• LISTED ENTRIES:
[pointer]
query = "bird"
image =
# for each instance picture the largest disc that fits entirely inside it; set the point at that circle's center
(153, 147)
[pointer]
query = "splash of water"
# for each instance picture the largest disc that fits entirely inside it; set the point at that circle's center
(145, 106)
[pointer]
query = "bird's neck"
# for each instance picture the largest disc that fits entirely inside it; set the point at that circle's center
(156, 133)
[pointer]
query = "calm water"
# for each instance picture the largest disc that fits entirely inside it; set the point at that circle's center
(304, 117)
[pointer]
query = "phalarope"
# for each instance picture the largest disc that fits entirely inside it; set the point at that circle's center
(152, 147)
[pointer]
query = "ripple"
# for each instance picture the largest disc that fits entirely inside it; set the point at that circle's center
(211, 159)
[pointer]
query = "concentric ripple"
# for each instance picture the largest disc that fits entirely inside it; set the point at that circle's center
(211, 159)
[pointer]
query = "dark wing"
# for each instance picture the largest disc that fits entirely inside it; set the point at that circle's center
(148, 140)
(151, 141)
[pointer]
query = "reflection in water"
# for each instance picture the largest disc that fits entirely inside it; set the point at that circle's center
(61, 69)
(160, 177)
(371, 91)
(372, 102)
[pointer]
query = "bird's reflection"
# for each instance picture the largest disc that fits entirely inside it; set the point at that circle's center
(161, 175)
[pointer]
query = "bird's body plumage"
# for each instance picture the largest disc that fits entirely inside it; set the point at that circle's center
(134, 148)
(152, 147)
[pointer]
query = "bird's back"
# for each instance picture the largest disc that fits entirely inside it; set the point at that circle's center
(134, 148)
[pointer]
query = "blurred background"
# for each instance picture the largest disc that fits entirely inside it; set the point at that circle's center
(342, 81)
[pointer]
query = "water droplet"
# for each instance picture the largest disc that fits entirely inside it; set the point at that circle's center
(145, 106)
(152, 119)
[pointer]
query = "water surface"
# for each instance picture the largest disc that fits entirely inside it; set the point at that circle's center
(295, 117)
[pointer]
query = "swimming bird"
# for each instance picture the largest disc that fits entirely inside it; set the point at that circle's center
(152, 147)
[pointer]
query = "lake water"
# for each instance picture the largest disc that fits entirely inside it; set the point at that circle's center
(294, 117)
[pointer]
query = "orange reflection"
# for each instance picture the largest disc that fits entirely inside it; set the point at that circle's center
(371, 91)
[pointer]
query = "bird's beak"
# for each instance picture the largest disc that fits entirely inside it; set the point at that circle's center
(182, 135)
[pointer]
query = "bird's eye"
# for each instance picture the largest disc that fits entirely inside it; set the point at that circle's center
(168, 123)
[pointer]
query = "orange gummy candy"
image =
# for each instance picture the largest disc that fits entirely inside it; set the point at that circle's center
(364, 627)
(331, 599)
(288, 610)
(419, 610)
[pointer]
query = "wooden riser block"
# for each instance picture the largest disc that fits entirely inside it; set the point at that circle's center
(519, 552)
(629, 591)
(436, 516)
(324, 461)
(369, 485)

• DIRECTIONS:
All of the material should be duplicated exactly.

• PROBLEM SOLUTION:
[pointer]
query = "bird"
image =
# for each instance picture the largest disc that fits entirely inside it; set the point at that circle's center
(153, 147)
[pointer]
query = "splash of water"
# for each instance picture the largest disc that fits entirely inside it; set the point at that circle's center
(145, 106)
[pointer]
query = "bird's neck"
# for each instance picture the largest disc that fits entirely inside it; set the point at that circle's center
(156, 133)
[pointer]
query = "calm water"
# for each instance picture the largest disc that fits entirely inside it; set the point at that circle's center
(304, 117)
[pointer]
query = "phalarope"
# for each instance picture the largest disc that fits entirely inside it; set the point at that circle's center
(152, 147)
[pointer]
query = "ripple"
# for each instance picture the largest disc that fits entirely inside it; set the point at that circle's center
(211, 159)
[pointer]
query = "concentric ripple"
# for each instance picture the largest disc that fits entirely inside it; set the point at that circle's center
(211, 159)
[pointer]
query = "dark wing"
# for each instance picture the largest disc that fits entirely inside it; set the point at that circle's center
(148, 140)
(151, 141)
[pointer]
query = "reflection in water"
# for each instance picture the largest disc that fits entirely inside it; set the point at that circle's center
(61, 69)
(160, 177)
(371, 91)
(372, 102)
[pointer]
query = "bird's reflection"
# for each instance picture the largest disc that fits entirely inside it; set the point at that circle's center
(161, 175)
[pointer]
query = "bird's body plumage"
# for each instance picture the largest disc that fits entirely inside it; set the point at that circle's center
(134, 148)
(152, 147)
[pointer]
query = "bird's back"
# for each instance picture the largest disc that fits entirely inside it; set the point at that circle's center
(134, 148)
[pointer]
query = "blurred background"
# for each instance picture the largest disc that fits entirely inside it; set the point at that circle's center
(342, 81)
[pointer]
query = "water droplet"
# for each instance picture the largest disc that fits entirely inside it; set the point at that circle's center
(145, 106)
(152, 119)
[pointer]
query = "water surface"
# for each instance picture the largest disc that fits entirely inside it; set the point at that circle's center
(295, 117)
[pointer]
query = "swimming bird"
# for each instance picture the largest disc that fits entirely inside it; set the point at that circle's center
(152, 147)
[pointer]
query = "lake water"
# for each instance picture the largest disc that fits entirely inside it; set the point at that circle's center
(294, 117)
[pointer]
query = "orange reflection"
# for each instance picture the largest disc that fits entirely inside it; set the point at that circle's center
(371, 91)
[pointer]
query = "bird's beak"
# for each instance picture the largest disc that fits entirely inside it; set the point at that circle's center
(182, 135)
[pointer]
query = "bird's eye"
# for each instance picture the largest disc that fits entirely inside it; set the point at that circle's center
(168, 123)
[pointer]
query = "orange gummy candy"
image =
# for each instance picture the largest disc that fits entirely inside it; set the point at that circle's center
(364, 627)
(331, 599)
(288, 610)
(419, 610)
[pointer]
query = "wooden riser block"
# for each instance picture the largest disc that fits entirely inside it; set the point at that circle's center
(519, 552)
(629, 591)
(436, 516)
(324, 461)
(369, 485)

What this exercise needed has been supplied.